→ **READING TEXT**

- - -

As I started writing this, I was in the back of a Delta MD-80 heading to Atlanta, thence to pick up Delta flight 109 to Madrid. The process reminds me in many ways of the first real set of international business trips I made, back in 2000-2002; Many aspects of the travel world have changed since then, but some have not.
For example, I have two laptops. Back in the day, I carried a ThinkPad for running Windows apps and a Powerbook for everything else. Now I’m taking my MacBook Pro because I need it to do demos in my TechEd session and my Dell-issued laptop because I need it for Dell work. All of the attendant weight, volume, and hassle constraints that come about from dual-wielding laptops are the same as they ever were.

- - -

→ **PROVIDED MATERIAL**
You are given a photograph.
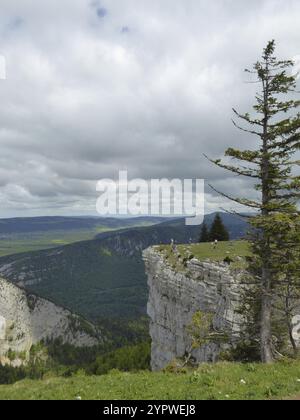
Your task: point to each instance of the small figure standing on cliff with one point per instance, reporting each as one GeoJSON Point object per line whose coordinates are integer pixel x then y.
{"type": "Point", "coordinates": [173, 246]}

- - -

→ **REQUIRED TASK A**
Print the travel text word for word, between "As I started" and "they ever were.", inclusive.
→ **REQUIRED TASK B**
Carry on writing the piece about business travel with two laptops, starting after its last sentence.

→ **RESULT A**
As I started writing this, I was in the back of a Delta MD-80 heading to Atlanta, thence to pick up Delta flight 109 to Madrid. The process reminds me in many ways of the first real set of international business trips I made, back in 2000-2002; Many aspects of the travel world have changed since then, but some have not.
For example, I have two laptops. Back in the day, I carried a ThinkPad for running Windows apps and a Powerbook for everything else. Now I’m taking my MacBook Pro because I need it to do demos in my TechEd session and my Dell-issued laptop because I need it for Dell work. All of the attendant weight, volume, and hassle constraints that come about from dual-wielding laptops are the same as they ever were.

→ **RESULT B**
Then there’s my cell phone. I have carried a Nokia 920 running Windows Phone 8 as my daily phone since November of 2012, and I am very happy with it. Unfortunately, AT&T wouldn’t SIM-unlock it for me, so I won’t be able to use it with a local SIM in Spain. That meant I had to dust off my iPhone 4, which is SIM-unlocked. I started using it last night and found it to be terribly clunky and slow compared to the 920. I don’t mean the data speed itself is slow, although it is; the phone UI itself is terribly slow compared to the 920. However, I like having iMessage available to chat with the many, many iOS users among my friends and contacts, and I am also toting my Pebble, which is completely unsupported and therefore essentially useless with Windows Phone. (Side note: I am eager to see what kind of Windows Phone announcements come out at Microsoft’s Build conference this week; I’m looking forward to more details on Nokia’s Amber and on Windows Phone Blue, or 8.1, or whatever it’s called now). So on balance, I’d have to say that the taking-a-US-cell-phone-to-Europe story is pretty much unchanged as well.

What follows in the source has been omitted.